WHAT THE EXERCISE ASKS:
Repeat the records. Keep every word and mark exactly as it is.

Region pointing data:
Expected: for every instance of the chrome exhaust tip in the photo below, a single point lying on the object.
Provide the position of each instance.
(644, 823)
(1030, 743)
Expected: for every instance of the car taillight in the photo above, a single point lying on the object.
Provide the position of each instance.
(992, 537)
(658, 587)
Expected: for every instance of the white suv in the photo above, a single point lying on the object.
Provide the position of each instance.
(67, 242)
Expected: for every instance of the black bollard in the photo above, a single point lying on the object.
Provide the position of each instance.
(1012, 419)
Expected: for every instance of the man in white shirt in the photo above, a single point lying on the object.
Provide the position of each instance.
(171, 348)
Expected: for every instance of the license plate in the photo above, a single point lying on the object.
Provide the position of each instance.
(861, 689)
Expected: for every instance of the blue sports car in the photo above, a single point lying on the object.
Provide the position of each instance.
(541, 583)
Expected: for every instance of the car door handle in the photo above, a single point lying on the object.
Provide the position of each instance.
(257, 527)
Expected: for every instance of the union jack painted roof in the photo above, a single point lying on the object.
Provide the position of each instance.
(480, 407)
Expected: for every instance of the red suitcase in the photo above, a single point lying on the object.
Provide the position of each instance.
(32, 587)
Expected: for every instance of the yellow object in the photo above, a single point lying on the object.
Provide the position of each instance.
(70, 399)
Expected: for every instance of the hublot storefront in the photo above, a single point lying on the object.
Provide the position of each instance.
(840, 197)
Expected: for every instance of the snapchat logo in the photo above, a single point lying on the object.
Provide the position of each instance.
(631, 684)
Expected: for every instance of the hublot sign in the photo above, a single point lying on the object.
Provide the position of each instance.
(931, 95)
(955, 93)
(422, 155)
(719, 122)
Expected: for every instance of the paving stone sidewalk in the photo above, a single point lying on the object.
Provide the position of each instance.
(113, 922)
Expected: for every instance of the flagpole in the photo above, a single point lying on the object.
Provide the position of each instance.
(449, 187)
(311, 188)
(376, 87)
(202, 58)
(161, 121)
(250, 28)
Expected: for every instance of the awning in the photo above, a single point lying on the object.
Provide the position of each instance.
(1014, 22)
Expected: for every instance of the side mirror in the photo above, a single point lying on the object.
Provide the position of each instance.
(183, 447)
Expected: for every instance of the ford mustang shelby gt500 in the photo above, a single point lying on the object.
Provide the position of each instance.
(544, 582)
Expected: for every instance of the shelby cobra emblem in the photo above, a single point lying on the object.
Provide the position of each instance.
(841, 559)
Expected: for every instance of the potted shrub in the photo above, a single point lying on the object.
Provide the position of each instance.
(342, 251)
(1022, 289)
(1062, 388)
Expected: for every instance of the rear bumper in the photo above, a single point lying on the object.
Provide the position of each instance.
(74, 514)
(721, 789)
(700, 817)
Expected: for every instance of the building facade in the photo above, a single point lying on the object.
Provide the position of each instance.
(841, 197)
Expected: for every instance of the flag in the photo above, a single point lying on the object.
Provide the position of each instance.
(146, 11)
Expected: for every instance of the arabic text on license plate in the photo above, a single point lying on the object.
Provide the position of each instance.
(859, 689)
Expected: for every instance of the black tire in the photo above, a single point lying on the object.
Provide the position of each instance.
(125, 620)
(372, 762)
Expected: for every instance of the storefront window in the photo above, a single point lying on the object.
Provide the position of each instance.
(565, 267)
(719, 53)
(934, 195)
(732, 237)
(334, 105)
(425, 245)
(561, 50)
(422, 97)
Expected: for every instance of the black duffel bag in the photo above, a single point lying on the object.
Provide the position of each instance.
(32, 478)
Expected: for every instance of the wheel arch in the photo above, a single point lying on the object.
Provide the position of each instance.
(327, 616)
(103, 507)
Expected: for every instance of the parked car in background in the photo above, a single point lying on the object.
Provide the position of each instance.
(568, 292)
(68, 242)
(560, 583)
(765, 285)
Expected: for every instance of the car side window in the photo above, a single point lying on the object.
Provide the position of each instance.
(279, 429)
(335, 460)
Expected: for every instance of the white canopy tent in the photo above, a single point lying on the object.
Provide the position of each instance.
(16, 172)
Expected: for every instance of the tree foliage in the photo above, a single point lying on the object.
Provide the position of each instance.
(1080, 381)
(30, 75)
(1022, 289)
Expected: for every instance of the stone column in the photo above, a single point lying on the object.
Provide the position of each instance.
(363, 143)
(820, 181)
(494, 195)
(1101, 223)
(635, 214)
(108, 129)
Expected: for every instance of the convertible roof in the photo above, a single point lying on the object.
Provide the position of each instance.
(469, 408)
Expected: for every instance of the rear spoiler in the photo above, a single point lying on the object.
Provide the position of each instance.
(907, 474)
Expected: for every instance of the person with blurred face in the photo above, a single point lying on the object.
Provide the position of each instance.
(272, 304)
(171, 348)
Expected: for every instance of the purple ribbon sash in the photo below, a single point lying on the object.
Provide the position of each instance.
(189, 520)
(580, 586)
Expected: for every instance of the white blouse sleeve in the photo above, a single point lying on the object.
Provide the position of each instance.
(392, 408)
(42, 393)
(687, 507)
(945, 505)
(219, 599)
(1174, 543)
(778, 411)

TASK OUTPUT:
Expected: for every instance of the chrome exhaust tip in the photo below, a single point lying on the object.
Provide the position of each instance.
(644, 823)
(1030, 743)
Expected: for every instance of the car taillight in the photo above, a single point lying on the object.
Provide the position of each instance.
(992, 537)
(658, 587)
Expected: for every instance of the white suv in the photo above, a single point lying on the object.
Provide the position of each instance.
(67, 242)
Expected: for every instance of the black bollard in the photo above, a single point lying on the object.
Provide the position of each instance.
(1012, 419)
Expected: for every instance of the man in white shirt in the photo above, a single point lying on the object.
Provide the position of each instance.
(171, 348)
Expected: for every instance of the license plate in the photo above, a single point lying on the object.
Provide the position of each instance.
(861, 689)
Expected: for every instance of the blue sports car in the photo above, a single point lying on the object.
Provide the position of each instance.
(541, 583)
Expected: for every instance of the car door handle in the photo above, a single point lying on the object.
Provide the position of each instance.
(257, 527)
Expected: for every instance of the union jack painted roof in the photo above, a single point lying on the object.
Provide the position of each instance.
(480, 407)
Expected: for every instance of the red suitcase in the photo above, a single point lying on the object.
Provide the position of each instance.
(32, 587)
Expected: for every instance of the yellow object in the photo above, a single point lying on the object.
Provide the position of each instance.
(70, 399)
Expected: for every instance of the hublot storefront in the photo above, a single point lying on the object.
Provide the position of each instance.
(840, 197)
Expected: for every instance of the snapchat logo in the photo above, a single point lying on the object.
Provide the position of each instance.
(631, 684)
Expected: for every instance of the hublot sign in the photo above, a single point lying on the object.
Provide the position of each instance.
(931, 95)
(955, 93)
(422, 155)
(719, 122)
Expected: for every instance of the paving stone sidewalk in the photo above, a single point lying on the object.
Provide the position of each instance.
(113, 922)
Expected: for every instance of the flagpole in the photo above, a single point lying on the object.
Provide the position of each instance.
(449, 187)
(311, 188)
(376, 87)
(202, 58)
(161, 121)
(250, 28)
Expected: for every instance of the awning in the photo above, a single point lying on the object.
Provide the position of each instance.
(1014, 22)
Expected: for every instance of the side mirror in the photo above, a single point lying on the object.
Provide the position of each instance.
(183, 447)
Expected: for every instance of the ford mustang shelby gt500 in the photo above, a single point lying on the object.
Provide the position of each instance.
(544, 582)
Expected: for every instance of the shelby cobra emblem in the photo above, a single point lying on the object.
Provide the position of each instance.
(841, 559)
Expected: for every instance of the potted shrub in the photo above, a single point lying on the object.
Provide the position of each instance.
(342, 251)
(1022, 289)
(1062, 388)
Expected: for every instance of the rear bumper in the photo above, a single point lying on the object.
Provide the position of each instance.
(74, 514)
(721, 789)
(700, 817)
Expected: for every instance of the building facade in the photo above, a single point lying on the object.
Provide the position of each instance.
(841, 197)
Expected: for every instance of the flag in the photo above, a single point lying on the object.
Provide the position of each instance.
(146, 11)
Expected: for every instance of the arabic text on license plate in the photo above, a single point lying on the object.
Provide the position of each instance.
(859, 689)
Expected: for every instance of the black tire in the photo above, a single point lying on the object.
Provide the position of each instance.
(125, 620)
(372, 762)
Expected: for every instance of the storefront window in the photo above, a single point lying on the object.
Provide the position of each instance.
(565, 267)
(719, 53)
(934, 195)
(732, 237)
(334, 105)
(425, 245)
(561, 50)
(422, 97)
Expected: for every instance of the black duffel bag in the photo above, a single point lying on the object.
Provide the position of each instance.
(32, 478)
Expected: for every instance of the wheel arch in the photo above, a single point lying on the object.
Provide the position of each instance.
(327, 616)
(103, 507)
Expected: for every instance of the parked car in background in the photo above, a single point lying on the object.
Provide the position of each instance.
(568, 292)
(68, 242)
(560, 583)
(765, 285)
Expected: for every instance of the car side window in the photo above, a single point lying on the object.
Provide the position of each instance.
(279, 429)
(335, 460)
Expected: for every instance of the white canopy tent in the photo above, a single point lying on the object.
Provide the position of each instance.
(16, 172)
Expected: for every instance of the tree foliage in the photo above, a single point lying on the object.
Provide the position of each instance.
(1080, 381)
(30, 75)
(1022, 289)
Expected: for every instance of the stone column in the photo above, a single point lying on the object.
Provide the position of each instance.
(363, 143)
(820, 181)
(494, 195)
(1101, 223)
(635, 214)
(108, 129)
Expected: for every instance of the convertible roof in the photo above, a single point lying on the object.
Provide the position of each instance.
(469, 408)
Expected: for every instance of the rear spoiler in the photo above, a single point lying on the object.
Provide the position of each instance.
(907, 474)
Expected: for every instance of the person with blurred face in the photo above, a single point lying on the object.
Provide the position of each instance.
(272, 304)
(171, 348)
Expected: for every instance of the purple ribbon sash in the photo below, a single point lying on the object.
Provide the position of each instance.
(189, 520)
(580, 586)
Expected: for every instance of the white blouse sleeve in the photo above, a single point lying on the object.
Provide the position of each instance.
(392, 408)
(42, 393)
(687, 507)
(945, 505)
(219, 599)
(1174, 543)
(778, 411)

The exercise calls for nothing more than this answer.